=== Excerpted passage ===

CIRCULATION IN PLACENTA
During the third week of gestation, the villi at the base of the placenta become ﬁrmly anchored to the decidua basalis. In later weeks the zone of anchoring villi and decidua becomes honeycombed with maternal vessels that communicate with the intervillous space. The spiral arteries in the decidua become less convoluted and their diameter is increased. This increases maternal blood ﬂow to the placenta and decreases resistance. In response to the presence of the trophoblasts, the vascular endothelium is replaced by the trophoblast, and both the trophoblast and an amorphous matrix of ﬁbrin and other constituents replace the internal elastic lamina and smooth muscle of the media. These changes are most marked in the decidual portion of the spiral arteries but extend into the myometrium as the pregnancy advances. The basal arteries are not affected.

===

• Exercise aim: In the passage on circulation in the placenta, copy the text word for word from "CIRCULATION IN PLACENTA" to "are not affected.".

=== Data shown ===

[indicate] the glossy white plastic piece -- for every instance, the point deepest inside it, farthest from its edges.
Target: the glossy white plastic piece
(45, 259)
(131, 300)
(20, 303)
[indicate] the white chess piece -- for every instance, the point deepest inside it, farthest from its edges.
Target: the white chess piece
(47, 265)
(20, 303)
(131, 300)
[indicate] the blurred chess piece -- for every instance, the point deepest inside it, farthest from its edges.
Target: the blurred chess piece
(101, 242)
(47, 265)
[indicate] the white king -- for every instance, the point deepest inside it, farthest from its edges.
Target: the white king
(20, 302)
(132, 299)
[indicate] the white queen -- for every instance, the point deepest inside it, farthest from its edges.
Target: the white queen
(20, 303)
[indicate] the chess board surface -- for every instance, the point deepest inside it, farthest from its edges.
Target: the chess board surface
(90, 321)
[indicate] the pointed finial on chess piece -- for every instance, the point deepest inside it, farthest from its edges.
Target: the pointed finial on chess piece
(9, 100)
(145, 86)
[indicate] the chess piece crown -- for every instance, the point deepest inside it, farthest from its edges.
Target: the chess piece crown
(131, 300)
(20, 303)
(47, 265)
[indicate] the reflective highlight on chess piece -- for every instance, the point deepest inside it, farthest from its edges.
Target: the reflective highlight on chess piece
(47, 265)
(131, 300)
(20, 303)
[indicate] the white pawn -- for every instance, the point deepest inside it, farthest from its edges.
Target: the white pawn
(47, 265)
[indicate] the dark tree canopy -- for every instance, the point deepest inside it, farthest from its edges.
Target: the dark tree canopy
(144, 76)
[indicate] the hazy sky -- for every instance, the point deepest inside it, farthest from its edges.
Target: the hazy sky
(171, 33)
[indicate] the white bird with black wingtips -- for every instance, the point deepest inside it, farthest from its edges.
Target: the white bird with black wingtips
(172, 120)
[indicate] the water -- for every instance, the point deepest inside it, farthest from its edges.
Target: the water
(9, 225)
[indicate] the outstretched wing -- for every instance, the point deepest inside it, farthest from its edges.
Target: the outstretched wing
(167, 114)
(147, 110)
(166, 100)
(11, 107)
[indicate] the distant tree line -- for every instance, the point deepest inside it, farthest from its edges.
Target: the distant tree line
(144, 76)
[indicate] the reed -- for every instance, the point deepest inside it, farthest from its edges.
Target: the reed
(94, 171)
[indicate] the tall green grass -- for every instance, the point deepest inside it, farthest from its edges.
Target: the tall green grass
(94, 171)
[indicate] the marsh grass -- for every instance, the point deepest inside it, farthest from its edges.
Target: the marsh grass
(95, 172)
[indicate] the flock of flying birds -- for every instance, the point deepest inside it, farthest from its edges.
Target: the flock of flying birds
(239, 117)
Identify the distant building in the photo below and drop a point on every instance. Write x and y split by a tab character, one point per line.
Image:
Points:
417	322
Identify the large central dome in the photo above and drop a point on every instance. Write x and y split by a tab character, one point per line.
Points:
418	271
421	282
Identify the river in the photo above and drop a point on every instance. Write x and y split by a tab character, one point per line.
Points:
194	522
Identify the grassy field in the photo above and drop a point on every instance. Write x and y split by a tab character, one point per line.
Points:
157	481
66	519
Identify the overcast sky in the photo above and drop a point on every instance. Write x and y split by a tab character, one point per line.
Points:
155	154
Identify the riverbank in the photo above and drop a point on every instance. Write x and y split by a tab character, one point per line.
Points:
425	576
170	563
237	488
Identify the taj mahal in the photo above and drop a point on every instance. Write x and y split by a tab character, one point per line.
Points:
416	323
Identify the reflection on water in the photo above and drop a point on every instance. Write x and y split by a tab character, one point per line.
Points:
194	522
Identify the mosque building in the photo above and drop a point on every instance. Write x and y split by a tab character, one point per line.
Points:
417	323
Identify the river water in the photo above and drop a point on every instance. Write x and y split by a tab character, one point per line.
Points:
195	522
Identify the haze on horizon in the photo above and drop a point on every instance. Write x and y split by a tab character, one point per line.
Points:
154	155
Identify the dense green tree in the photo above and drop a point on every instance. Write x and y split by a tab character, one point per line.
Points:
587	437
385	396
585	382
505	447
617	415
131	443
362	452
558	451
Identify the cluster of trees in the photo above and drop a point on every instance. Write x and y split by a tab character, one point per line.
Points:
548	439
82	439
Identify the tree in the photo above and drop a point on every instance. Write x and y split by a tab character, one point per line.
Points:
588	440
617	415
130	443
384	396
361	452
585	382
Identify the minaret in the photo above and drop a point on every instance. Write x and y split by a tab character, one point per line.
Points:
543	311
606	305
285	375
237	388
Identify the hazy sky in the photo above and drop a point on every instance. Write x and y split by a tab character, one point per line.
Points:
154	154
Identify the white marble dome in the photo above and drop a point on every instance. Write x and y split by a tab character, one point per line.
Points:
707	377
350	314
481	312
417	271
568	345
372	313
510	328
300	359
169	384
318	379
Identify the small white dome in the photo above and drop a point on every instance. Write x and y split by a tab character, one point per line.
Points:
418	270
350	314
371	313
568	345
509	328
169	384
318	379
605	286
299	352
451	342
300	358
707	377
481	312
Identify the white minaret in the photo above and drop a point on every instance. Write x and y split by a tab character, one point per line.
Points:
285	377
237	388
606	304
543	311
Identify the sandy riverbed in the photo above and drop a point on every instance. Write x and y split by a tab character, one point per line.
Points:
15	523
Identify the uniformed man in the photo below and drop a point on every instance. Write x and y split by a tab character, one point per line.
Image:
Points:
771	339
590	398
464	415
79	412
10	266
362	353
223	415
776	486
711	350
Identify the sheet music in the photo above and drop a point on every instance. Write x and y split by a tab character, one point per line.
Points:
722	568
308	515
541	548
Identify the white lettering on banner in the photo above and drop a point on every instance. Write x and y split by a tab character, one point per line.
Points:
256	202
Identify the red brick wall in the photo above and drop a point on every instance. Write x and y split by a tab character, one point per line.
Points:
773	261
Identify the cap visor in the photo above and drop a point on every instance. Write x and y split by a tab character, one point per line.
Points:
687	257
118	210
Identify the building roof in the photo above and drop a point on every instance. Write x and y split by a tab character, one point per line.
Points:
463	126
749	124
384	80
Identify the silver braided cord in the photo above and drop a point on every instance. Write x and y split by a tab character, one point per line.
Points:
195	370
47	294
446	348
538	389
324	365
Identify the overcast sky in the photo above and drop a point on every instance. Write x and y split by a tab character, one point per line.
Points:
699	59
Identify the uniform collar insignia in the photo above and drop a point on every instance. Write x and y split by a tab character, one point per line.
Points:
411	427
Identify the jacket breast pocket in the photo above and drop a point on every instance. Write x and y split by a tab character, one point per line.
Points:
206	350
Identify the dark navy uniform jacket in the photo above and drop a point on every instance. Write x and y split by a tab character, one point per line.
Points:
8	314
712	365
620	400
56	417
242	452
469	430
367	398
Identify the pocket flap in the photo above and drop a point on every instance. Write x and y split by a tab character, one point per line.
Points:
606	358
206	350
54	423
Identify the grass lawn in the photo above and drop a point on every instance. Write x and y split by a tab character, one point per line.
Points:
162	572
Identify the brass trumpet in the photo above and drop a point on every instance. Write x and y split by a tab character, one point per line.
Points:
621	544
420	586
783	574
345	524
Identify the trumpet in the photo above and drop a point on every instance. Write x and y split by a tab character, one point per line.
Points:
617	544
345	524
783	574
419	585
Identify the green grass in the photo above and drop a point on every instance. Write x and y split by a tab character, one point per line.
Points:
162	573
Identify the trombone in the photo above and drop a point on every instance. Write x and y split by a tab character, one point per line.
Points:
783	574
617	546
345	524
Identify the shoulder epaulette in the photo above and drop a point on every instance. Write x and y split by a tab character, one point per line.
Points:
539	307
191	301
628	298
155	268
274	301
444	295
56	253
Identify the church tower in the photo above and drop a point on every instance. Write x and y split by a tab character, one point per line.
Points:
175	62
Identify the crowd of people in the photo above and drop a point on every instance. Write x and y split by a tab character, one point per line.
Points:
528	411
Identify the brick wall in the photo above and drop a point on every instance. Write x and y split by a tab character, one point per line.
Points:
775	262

===

• Problem solution:
CIRCULATION IN PLACENTA
During the third week of gestation, the villi at the base of the placenta become ﬁrmly anchored to the decidua basalis. In later weeks the zone of anchoring villi and decidua becomes honeycombed with maternal vessels that communicate with the intervillous space. The spiral arteries in the decidua become less convoluted and their diameter is increased. This increases maternal blood ﬂow to the placenta and decreases resistance. In response to the presence of the trophoblasts, the vascular endothelium is replaced by the trophoblast, and both the trophoblast and an amorphous matrix of ﬁbrin and other constituents replace the internal elastic lamina and smooth muscle of the media. These changes are most marked in the decidual portion of the spiral arteries but extend into the myometrium as the pregnancy advances. The basal arteries are not affected.